Given problem >> Reproduce every line of the listing below word for word, and leave the pictures out of your copy.

Data to process >>

● ● ●

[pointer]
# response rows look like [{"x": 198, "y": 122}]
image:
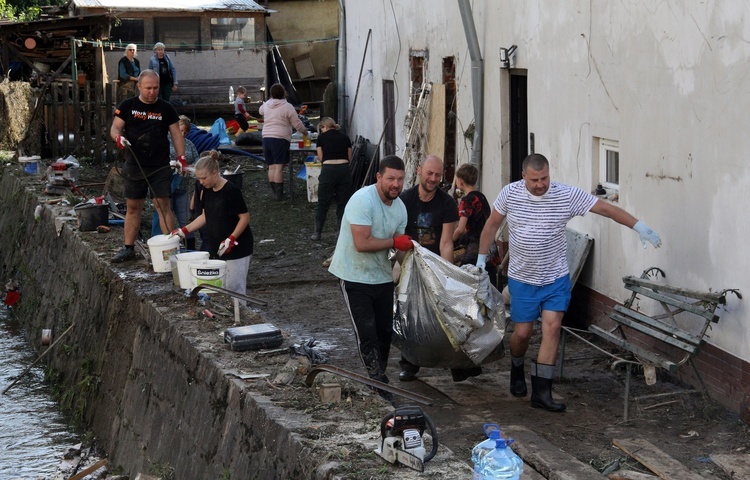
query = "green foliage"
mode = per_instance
[{"x": 25, "y": 10}]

● ● ●

Expected answer >>
[pointer]
# response rows look like [{"x": 198, "y": 122}]
image:
query = "green foliage"
mode = per_instance
[{"x": 25, "y": 10}]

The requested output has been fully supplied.